**EXERCISE DESCRIPTION:** In the records below, list every line that contains the string "shirt". Case counts.

╭─ THE INPUT

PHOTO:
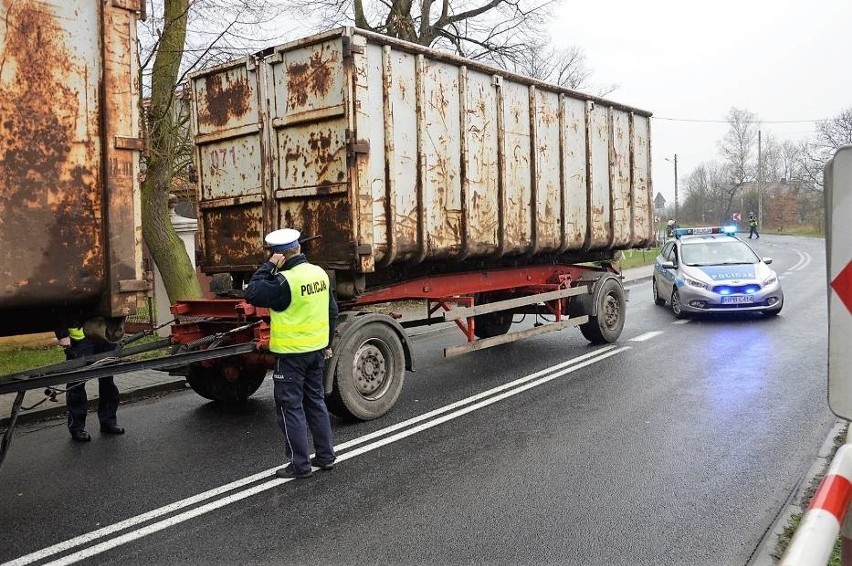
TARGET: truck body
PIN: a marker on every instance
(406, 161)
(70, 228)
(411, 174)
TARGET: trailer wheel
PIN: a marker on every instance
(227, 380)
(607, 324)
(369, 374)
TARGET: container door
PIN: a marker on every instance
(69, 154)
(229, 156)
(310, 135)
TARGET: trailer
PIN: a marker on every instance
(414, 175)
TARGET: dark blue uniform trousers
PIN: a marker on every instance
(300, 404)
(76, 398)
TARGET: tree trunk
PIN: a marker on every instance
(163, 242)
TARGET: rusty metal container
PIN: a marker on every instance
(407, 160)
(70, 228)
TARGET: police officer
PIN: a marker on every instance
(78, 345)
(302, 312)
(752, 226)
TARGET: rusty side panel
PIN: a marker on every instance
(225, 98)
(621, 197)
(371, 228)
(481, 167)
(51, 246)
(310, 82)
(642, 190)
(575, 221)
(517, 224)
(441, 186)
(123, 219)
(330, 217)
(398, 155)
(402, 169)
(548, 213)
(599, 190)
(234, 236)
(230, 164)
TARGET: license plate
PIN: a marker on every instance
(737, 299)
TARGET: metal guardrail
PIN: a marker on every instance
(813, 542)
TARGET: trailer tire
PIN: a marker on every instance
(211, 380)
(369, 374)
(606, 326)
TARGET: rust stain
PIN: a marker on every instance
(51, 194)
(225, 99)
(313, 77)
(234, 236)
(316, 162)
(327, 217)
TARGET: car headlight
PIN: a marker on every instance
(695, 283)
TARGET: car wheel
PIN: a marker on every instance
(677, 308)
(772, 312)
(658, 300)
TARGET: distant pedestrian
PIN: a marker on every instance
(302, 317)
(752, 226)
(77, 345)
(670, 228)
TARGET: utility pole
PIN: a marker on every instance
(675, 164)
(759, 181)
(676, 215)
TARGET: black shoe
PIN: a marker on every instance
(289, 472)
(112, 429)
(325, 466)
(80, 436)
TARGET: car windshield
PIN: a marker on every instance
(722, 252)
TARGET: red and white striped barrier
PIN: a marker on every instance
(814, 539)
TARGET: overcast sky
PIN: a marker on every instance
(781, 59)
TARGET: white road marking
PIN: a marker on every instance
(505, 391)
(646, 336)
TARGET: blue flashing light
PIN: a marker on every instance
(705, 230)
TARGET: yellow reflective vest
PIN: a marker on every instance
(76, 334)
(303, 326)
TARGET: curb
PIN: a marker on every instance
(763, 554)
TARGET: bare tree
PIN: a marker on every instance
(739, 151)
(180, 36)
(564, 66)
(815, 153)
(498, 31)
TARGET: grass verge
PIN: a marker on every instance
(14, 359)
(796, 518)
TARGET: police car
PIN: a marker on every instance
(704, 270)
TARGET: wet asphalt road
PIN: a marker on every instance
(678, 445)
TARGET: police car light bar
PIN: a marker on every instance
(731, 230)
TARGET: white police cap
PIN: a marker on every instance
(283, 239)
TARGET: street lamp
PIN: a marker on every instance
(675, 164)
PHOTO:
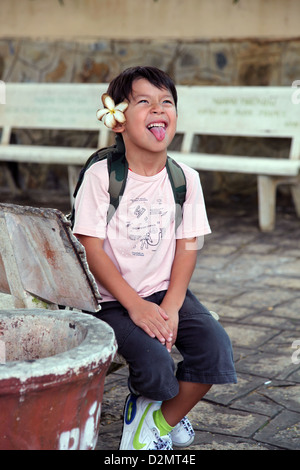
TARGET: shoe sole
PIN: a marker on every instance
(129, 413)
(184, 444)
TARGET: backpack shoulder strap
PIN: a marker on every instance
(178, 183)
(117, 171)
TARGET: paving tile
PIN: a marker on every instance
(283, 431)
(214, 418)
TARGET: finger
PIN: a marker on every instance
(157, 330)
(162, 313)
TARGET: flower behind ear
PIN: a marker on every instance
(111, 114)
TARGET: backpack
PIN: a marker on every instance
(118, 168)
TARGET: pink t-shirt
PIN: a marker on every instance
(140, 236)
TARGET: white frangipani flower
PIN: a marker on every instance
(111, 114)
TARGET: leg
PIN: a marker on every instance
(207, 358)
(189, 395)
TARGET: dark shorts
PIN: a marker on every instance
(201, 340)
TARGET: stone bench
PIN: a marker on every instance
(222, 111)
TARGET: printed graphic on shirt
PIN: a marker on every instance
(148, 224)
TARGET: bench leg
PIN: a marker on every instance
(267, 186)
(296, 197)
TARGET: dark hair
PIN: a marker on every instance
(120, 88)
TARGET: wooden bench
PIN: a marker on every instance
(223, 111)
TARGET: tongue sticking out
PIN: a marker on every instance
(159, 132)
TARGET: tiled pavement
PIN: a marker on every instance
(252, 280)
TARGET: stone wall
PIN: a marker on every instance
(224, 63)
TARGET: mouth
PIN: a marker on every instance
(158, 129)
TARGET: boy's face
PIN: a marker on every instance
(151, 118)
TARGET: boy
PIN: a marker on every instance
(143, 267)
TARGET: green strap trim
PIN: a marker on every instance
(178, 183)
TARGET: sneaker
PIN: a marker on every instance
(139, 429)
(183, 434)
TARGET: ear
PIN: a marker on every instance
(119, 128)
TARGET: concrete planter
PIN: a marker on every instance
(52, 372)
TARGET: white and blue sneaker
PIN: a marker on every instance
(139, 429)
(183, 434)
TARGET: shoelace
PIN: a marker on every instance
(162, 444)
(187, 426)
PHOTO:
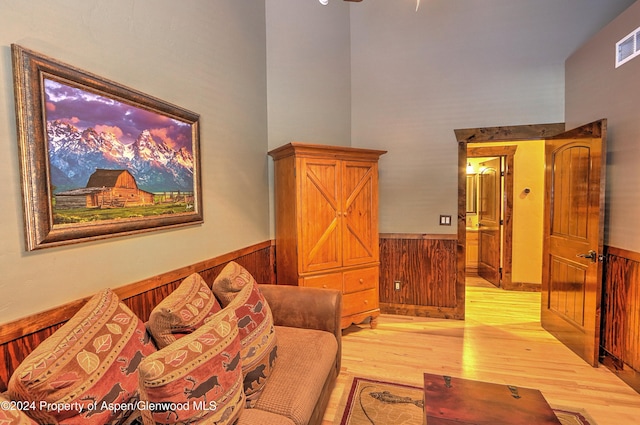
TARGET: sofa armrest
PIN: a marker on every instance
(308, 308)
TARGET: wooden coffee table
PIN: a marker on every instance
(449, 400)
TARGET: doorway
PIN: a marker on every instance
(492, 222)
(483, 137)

╰─
╭─ THE INPUT

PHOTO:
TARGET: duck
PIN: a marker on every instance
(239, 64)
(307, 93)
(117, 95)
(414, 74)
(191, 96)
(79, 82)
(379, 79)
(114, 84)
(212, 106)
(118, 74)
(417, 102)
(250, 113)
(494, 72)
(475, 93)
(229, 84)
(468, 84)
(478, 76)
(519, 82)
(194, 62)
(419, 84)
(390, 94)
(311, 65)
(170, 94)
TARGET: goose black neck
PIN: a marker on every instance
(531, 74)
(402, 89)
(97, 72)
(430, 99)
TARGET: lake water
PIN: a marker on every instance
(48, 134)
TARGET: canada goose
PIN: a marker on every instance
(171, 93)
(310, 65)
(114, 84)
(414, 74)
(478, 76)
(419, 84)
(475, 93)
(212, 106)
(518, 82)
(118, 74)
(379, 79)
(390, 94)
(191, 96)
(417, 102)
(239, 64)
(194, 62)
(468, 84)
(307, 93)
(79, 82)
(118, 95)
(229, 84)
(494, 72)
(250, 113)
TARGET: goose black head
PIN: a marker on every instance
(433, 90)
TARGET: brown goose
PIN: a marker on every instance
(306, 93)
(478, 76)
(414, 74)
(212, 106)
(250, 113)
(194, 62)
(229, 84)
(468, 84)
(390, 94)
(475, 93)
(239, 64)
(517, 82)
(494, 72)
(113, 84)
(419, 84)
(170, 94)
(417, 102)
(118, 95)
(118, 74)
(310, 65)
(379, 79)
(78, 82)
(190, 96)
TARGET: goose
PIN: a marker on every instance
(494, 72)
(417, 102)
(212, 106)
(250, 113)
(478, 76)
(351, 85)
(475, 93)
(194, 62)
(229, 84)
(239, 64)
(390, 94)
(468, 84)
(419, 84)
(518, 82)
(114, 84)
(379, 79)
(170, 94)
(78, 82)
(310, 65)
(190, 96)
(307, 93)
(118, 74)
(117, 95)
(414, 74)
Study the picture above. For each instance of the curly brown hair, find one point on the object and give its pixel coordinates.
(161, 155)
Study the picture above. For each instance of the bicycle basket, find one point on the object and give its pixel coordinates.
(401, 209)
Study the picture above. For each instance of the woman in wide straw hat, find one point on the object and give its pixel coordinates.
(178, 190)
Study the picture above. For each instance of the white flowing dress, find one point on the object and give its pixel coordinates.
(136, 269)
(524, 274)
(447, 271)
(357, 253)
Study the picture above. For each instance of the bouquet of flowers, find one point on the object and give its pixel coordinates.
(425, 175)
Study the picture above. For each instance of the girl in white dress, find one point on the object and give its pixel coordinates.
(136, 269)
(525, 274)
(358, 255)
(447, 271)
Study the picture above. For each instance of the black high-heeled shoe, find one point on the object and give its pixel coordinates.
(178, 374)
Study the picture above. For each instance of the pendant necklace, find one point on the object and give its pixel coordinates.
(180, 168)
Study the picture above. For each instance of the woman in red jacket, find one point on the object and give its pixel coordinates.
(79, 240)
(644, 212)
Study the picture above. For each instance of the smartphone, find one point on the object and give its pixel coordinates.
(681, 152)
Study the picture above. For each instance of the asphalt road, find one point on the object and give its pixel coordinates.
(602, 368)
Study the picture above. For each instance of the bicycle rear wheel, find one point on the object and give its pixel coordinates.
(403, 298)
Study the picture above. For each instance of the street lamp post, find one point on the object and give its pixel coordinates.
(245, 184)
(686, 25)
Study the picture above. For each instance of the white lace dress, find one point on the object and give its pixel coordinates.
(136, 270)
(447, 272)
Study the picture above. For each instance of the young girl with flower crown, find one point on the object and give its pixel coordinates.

╰─

**RESULT:**
TARGET: pink t-shirt
TARGET: printed graphic on shirt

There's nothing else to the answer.